:: DATA LINES ::
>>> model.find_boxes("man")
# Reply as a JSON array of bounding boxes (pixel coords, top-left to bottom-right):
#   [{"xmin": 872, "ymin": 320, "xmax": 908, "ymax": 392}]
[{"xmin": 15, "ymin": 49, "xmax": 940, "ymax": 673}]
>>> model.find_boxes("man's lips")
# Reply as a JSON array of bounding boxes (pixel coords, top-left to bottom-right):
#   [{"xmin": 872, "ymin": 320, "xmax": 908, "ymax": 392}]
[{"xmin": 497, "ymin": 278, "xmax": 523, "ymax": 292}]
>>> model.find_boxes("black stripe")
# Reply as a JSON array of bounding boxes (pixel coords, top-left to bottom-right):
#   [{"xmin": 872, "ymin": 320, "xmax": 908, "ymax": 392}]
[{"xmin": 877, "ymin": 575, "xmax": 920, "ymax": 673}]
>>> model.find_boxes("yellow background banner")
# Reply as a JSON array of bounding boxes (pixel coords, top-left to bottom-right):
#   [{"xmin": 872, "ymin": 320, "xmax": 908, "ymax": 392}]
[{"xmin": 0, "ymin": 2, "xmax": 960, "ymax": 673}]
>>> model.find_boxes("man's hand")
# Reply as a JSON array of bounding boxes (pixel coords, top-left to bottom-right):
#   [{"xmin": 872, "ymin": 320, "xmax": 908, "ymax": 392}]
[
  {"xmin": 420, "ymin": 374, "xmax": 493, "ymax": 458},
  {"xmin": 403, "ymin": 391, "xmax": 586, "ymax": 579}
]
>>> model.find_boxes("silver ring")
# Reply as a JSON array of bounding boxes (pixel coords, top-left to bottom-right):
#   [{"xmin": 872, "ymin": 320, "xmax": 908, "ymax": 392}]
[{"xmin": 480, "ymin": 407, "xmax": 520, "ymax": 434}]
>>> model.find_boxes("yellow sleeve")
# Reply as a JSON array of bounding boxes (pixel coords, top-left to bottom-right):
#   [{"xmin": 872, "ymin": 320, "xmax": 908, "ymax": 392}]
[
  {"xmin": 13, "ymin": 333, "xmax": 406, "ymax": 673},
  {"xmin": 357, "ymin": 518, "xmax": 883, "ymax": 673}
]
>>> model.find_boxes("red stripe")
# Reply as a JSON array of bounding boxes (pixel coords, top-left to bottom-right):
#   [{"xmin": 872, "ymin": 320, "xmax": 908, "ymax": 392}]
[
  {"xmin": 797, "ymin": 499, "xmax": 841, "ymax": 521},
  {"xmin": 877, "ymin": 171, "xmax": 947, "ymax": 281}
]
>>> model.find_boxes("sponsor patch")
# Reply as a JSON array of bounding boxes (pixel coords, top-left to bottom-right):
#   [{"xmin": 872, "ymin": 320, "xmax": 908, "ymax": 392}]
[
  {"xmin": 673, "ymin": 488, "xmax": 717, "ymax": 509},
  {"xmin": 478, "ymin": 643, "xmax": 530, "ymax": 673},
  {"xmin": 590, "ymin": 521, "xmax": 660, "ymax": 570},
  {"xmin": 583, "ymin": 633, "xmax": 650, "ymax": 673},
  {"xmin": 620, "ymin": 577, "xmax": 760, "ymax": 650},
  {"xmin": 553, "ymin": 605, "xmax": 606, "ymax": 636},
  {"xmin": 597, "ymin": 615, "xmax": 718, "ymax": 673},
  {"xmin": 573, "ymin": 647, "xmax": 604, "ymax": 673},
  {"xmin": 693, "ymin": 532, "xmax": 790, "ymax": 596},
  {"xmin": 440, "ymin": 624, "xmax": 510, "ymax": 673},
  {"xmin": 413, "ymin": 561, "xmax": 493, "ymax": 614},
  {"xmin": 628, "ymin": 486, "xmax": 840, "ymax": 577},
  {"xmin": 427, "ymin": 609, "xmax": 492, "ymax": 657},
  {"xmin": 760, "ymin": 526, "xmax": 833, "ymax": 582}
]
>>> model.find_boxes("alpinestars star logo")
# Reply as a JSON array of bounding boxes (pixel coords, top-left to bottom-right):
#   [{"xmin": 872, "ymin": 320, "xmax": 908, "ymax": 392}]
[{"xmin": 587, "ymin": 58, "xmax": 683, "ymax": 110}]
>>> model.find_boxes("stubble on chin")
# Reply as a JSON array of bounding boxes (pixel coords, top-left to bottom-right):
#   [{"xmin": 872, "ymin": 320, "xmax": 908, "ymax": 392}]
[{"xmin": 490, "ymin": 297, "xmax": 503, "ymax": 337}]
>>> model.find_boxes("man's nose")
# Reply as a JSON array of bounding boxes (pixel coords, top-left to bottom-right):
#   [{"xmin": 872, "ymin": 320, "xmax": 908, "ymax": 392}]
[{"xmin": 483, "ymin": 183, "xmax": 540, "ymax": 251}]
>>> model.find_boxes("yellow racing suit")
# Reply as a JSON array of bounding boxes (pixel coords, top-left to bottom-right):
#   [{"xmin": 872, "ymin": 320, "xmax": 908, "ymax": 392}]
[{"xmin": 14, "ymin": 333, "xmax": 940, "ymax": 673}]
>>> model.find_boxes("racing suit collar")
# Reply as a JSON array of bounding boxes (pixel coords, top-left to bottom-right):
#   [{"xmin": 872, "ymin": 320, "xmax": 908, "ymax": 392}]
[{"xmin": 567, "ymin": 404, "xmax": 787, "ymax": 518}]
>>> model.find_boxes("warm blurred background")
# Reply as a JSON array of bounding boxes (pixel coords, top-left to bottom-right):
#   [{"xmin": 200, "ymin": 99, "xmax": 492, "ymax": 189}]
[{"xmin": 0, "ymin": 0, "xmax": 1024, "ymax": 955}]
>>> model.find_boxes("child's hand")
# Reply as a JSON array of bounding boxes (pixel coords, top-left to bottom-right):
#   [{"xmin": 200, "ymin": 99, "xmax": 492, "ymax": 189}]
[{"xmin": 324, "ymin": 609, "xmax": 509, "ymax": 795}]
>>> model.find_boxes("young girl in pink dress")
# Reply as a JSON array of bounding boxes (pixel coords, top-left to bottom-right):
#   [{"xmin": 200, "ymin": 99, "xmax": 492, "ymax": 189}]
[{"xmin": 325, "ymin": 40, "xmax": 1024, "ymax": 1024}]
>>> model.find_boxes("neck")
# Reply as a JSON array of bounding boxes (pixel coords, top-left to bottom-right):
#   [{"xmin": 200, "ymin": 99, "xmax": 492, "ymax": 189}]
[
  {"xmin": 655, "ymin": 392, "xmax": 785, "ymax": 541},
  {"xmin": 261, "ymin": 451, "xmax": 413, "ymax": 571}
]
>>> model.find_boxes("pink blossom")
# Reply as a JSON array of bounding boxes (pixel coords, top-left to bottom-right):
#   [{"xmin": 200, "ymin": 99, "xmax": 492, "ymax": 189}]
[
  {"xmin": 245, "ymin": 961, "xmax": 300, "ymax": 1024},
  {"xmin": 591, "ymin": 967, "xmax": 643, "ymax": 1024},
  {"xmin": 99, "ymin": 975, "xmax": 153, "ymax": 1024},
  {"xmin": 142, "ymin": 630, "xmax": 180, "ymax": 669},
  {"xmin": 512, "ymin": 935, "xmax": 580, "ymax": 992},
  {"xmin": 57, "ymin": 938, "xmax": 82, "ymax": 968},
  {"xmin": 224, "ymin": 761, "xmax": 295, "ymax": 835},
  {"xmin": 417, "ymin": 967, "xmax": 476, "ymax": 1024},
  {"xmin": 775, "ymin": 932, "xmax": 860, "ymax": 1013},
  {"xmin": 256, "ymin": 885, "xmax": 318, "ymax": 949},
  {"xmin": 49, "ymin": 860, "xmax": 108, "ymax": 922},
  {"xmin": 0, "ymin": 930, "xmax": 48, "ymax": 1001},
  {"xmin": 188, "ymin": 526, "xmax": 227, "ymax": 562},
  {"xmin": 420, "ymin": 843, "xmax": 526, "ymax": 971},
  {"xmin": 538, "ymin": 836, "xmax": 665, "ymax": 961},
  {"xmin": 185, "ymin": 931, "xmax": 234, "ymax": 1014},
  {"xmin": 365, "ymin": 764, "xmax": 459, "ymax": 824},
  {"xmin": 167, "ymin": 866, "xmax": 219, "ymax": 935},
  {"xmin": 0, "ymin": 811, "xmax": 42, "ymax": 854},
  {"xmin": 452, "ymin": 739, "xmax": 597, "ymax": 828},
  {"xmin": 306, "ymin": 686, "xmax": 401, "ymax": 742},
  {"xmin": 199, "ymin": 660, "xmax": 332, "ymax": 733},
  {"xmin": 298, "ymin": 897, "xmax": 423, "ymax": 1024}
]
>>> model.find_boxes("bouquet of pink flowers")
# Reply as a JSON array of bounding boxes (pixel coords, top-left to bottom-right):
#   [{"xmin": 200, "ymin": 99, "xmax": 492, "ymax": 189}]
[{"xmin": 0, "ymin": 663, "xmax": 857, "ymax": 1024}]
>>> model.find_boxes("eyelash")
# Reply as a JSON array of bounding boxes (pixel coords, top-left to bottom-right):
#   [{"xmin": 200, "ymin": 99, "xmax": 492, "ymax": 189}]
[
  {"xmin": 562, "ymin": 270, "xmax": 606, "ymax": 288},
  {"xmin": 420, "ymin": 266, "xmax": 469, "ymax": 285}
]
:::
PROBLEM DETAILS:
Please find every line in the rows above that contains the string "hand" and copy each of those lines. Case counts.

FINISHED EXERCISE:
>>> model.find_boxes("man's hand")
>>> model.find_boxes("child's hand")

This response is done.